What to do
Update the items from the start through the line containing "positive clicks: (293, 737)" by replacing "rough mask" with "coarse mask", leaving everything else unchanged.

Stored records
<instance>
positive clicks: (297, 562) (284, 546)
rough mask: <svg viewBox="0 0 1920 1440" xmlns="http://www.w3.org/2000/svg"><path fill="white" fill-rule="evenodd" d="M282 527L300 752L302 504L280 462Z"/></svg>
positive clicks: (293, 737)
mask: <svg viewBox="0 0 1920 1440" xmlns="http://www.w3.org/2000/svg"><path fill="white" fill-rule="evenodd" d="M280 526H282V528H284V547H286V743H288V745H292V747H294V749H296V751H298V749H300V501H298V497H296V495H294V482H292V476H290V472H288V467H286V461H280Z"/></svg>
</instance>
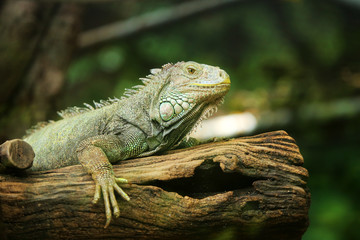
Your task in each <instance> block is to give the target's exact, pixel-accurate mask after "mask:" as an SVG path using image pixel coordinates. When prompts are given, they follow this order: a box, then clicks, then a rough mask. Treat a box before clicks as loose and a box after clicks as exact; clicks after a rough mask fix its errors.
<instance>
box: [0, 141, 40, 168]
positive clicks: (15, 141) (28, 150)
mask: <svg viewBox="0 0 360 240" xmlns="http://www.w3.org/2000/svg"><path fill="white" fill-rule="evenodd" d="M34 157H35V153H34V150H33V149H32V147H31V146H30V144H28V143H27V142H25V141H23V140H21V139H13V140H9V141H6V142H4V143H3V144H1V145H0V172H1V169H4V170H5V168H15V169H21V170H23V169H27V168H30V167H31V166H32V163H33V160H34Z"/></svg>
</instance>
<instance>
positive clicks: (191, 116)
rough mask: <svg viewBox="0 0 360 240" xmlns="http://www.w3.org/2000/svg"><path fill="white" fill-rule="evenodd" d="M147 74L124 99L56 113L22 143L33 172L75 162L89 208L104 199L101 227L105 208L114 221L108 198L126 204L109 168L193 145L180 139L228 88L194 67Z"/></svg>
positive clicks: (166, 64) (193, 125)
mask: <svg viewBox="0 0 360 240" xmlns="http://www.w3.org/2000/svg"><path fill="white" fill-rule="evenodd" d="M151 73H152V74H151V75H149V76H147V78H143V79H142V80H143V83H144V85H141V86H135V87H134V88H133V89H130V90H128V92H127V93H126V94H125V95H126V97H123V98H122V99H110V100H108V101H101V102H100V103H95V108H94V107H92V106H90V105H88V104H85V105H86V106H87V108H77V107H74V108H69V109H67V110H65V111H62V112H60V113H59V114H60V115H61V116H62V117H63V119H61V120H59V121H56V122H54V121H52V122H49V123H46V124H42V126H41V127H39V126H38V127H37V129H33V130H31V131H30V133H29V134H28V135H27V136H25V137H24V140H25V141H26V142H28V143H29V144H30V145H31V146H32V147H33V149H34V151H35V155H36V156H35V159H34V163H33V167H32V169H33V170H47V169H54V168H60V167H64V166H68V165H74V164H78V163H79V162H80V163H81V164H82V166H83V167H84V168H85V170H86V171H87V172H88V173H89V174H91V175H92V178H93V179H94V181H95V184H96V188H95V189H96V190H95V195H94V200H93V202H94V203H96V202H98V200H99V199H100V196H101V193H102V196H103V198H104V203H105V213H106V224H105V227H107V226H109V224H110V221H111V218H112V211H111V207H112V209H113V214H114V215H115V216H116V217H118V216H119V215H120V210H119V206H118V203H117V201H116V198H115V193H114V192H117V193H118V194H120V196H122V198H124V199H125V200H127V201H129V200H130V198H129V196H128V195H127V194H126V193H125V192H124V191H123V190H122V189H121V188H120V187H119V186H118V183H127V180H126V179H122V178H116V177H115V175H114V172H113V168H112V165H111V164H112V163H116V162H118V161H120V160H123V159H127V158H131V157H141V156H149V155H152V154H154V153H158V152H163V151H166V150H169V149H171V148H173V147H175V146H177V145H179V144H180V143H181V145H183V146H188V145H191V144H193V143H195V142H196V141H194V140H193V139H192V140H191V141H189V142H186V141H185V140H184V138H185V136H186V135H187V134H188V133H189V132H190V131H191V130H192V129H193V128H194V126H195V125H196V124H197V123H198V122H199V121H201V120H202V119H204V118H206V117H208V116H209V115H211V114H212V113H213V111H214V110H215V109H216V108H217V105H219V104H220V103H221V102H222V100H223V97H224V96H225V94H226V93H227V92H228V90H229V88H230V79H229V76H228V75H227V74H226V73H225V72H224V71H223V70H221V69H220V68H218V67H212V66H209V65H205V64H198V63H196V62H178V63H176V64H174V65H171V64H166V65H164V66H163V67H162V68H161V69H152V70H151ZM110 205H111V207H110Z"/></svg>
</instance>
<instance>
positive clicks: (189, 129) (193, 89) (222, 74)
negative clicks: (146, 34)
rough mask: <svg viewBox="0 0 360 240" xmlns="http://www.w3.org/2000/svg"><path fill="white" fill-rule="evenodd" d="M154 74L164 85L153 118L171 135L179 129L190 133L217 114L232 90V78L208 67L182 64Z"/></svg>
mask: <svg viewBox="0 0 360 240" xmlns="http://www.w3.org/2000/svg"><path fill="white" fill-rule="evenodd" d="M151 72H152V74H153V76H154V78H158V80H160V81H161V82H162V84H161V89H160V91H158V93H157V94H154V98H153V100H152V104H151V109H150V117H151V119H153V120H155V121H157V122H158V123H159V124H160V125H161V126H162V127H163V128H167V129H169V131H171V129H172V128H177V127H180V128H184V131H187V132H188V131H190V130H191V128H192V127H193V126H194V124H195V123H196V122H198V120H201V119H203V118H205V117H208V116H209V115H211V114H212V113H213V112H214V110H216V108H217V106H218V105H219V104H220V103H221V102H222V100H223V98H224V96H225V94H226V93H227V92H228V90H229V88H230V78H229V75H228V74H227V73H226V72H225V71H224V70H222V69H220V68H219V67H213V66H209V65H206V64H199V63H196V62H178V63H176V64H174V65H171V64H167V65H164V66H163V68H162V69H153V70H152V71H151ZM185 128H186V129H185ZM188 128H189V129H188Z"/></svg>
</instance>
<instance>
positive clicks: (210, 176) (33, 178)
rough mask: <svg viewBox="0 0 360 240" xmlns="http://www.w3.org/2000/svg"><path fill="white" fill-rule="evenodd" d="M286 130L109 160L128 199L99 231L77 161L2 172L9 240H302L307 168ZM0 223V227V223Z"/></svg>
mask: <svg viewBox="0 0 360 240" xmlns="http://www.w3.org/2000/svg"><path fill="white" fill-rule="evenodd" d="M302 164H303V158H302V156H301V154H300V152H299V149H298V147H297V145H296V143H295V141H294V140H293V139H292V138H291V137H289V136H288V134H287V133H286V132H284V131H276V132H270V133H265V134H260V135H256V136H253V137H244V138H238V139H232V140H229V141H223V142H215V143H209V144H203V145H199V146H196V147H193V148H188V149H181V150H175V151H171V152H168V153H167V154H164V155H160V156H151V157H145V158H137V159H129V160H126V161H121V162H120V163H119V164H118V165H115V166H114V171H115V174H116V175H117V176H119V177H124V178H126V179H128V180H129V181H131V182H132V184H130V185H124V186H123V188H124V190H125V191H126V192H127V193H128V194H129V196H130V198H131V201H130V202H126V201H124V200H122V199H121V198H120V197H118V202H119V205H120V210H121V216H120V217H119V218H118V219H113V221H112V222H111V224H110V226H109V227H108V228H107V229H104V223H105V214H104V204H103V203H102V202H101V203H99V204H98V205H92V204H91V200H92V198H93V194H94V188H95V187H94V183H93V181H92V179H91V177H90V176H89V175H88V174H87V173H86V172H85V171H84V170H83V169H82V167H81V166H79V165H76V166H70V167H65V168H61V169H55V170H51V171H42V172H30V171H28V172H27V174H26V175H25V176H24V175H22V176H14V175H4V174H2V175H0V212H1V213H2V221H3V226H4V231H5V234H6V236H7V237H8V239H60V238H61V239H84V238H86V239H109V238H121V239H135V238H136V239H209V238H216V237H221V236H232V237H233V238H232V239H301V236H302V235H303V233H304V232H305V231H306V229H307V226H308V210H309V205H310V193H309V189H308V188H307V187H306V183H307V178H308V172H307V170H306V169H304V168H303V167H302V166H301V165H302ZM0 225H1V224H0Z"/></svg>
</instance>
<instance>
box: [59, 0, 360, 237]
mask: <svg viewBox="0 0 360 240" xmlns="http://www.w3.org/2000/svg"><path fill="white" fill-rule="evenodd" d="M175 2H181V1H172V2H169V1H147V2H146V3H145V2H141V3H134V4H132V3H131V2H128V4H129V5H128V6H127V8H126V9H122V10H121V9H119V8H117V7H116V6H114V5H115V4H114V5H111V4H110V5H103V7H102V8H101V9H102V10H103V12H106V13H108V15H107V16H104V15H102V13H101V11H99V9H98V8H99V6H98V5H94V6H89V7H88V9H87V11H86V12H85V17H86V16H87V17H88V18H90V16H94V15H96V19H102V20H103V21H106V20H109V21H111V16H113V17H114V18H119V16H122V17H123V18H128V17H130V16H129V15H139V14H141V13H143V12H149V11H153V10H154V9H162V8H167V7H171V5H173V4H174V3H175ZM104 18H108V19H104ZM96 24H98V21H96V20H95V18H94V19H93V20H92V21H89V22H87V24H86V22H85V26H84V27H85V29H86V28H89V29H91V28H94V27H95V25H96ZM180 60H194V61H197V62H202V63H207V64H211V65H217V66H220V67H221V68H223V69H225V70H226V71H227V72H228V73H229V74H230V76H231V80H232V88H231V91H230V93H229V94H228V96H227V97H226V101H225V105H224V106H223V107H222V108H221V114H228V113H234V112H243V111H247V112H251V113H253V114H254V115H255V116H257V118H258V121H259V125H258V127H257V129H256V130H255V132H254V133H258V132H264V131H270V130H276V129H284V130H286V131H287V132H288V133H289V134H290V135H291V136H293V137H294V138H295V139H296V141H297V143H298V145H299V147H300V150H301V152H302V154H303V156H304V158H305V167H306V168H307V169H308V170H309V173H310V179H309V187H310V190H311V194H312V204H311V208H310V226H309V228H308V230H307V232H306V233H305V235H304V237H303V239H305V240H312V239H323V240H340V239H360V231H359V226H360V205H359V202H360V187H359V185H360V155H359V153H360V150H359V149H360V137H359V134H360V1H356V0H353V1H331V0H324V1H321V0H304V1H241V2H240V3H239V4H236V5H232V6H231V7H226V8H225V7H224V8H221V9H215V10H213V11H211V12H209V13H206V14H202V15H199V16H194V17H192V18H189V19H185V20H182V21H179V22H176V23H173V24H168V25H165V26H162V27H159V28H156V29H153V30H151V31H146V32H143V33H141V34H136V35H134V36H130V37H127V38H125V39H121V40H118V41H115V42H113V43H111V44H107V45H106V46H103V47H100V48H97V49H96V50H92V51H90V52H89V53H88V52H86V53H84V54H81V55H79V56H78V57H77V58H75V59H74V61H73V62H72V64H71V66H70V68H69V71H68V75H67V90H66V91H65V94H64V96H63V98H62V99H61V104H64V105H63V106H67V105H71V104H74V103H78V104H81V103H82V102H83V101H84V99H85V100H88V101H91V100H92V99H101V98H104V97H106V96H120V95H121V94H122V92H123V90H124V88H125V87H130V86H132V85H134V84H138V81H137V78H138V77H141V76H145V75H147V74H148V69H149V68H153V67H158V66H161V65H162V64H164V63H167V62H177V61H180ZM71 92H74V93H75V92H76V94H71Z"/></svg>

Answer to the problem
<instance>
positive clicks: (297, 562) (284, 546)
coarse mask: <svg viewBox="0 0 1920 1440" xmlns="http://www.w3.org/2000/svg"><path fill="white" fill-rule="evenodd" d="M282 527L300 752L302 504L280 462Z"/></svg>
positive clicks: (293, 737)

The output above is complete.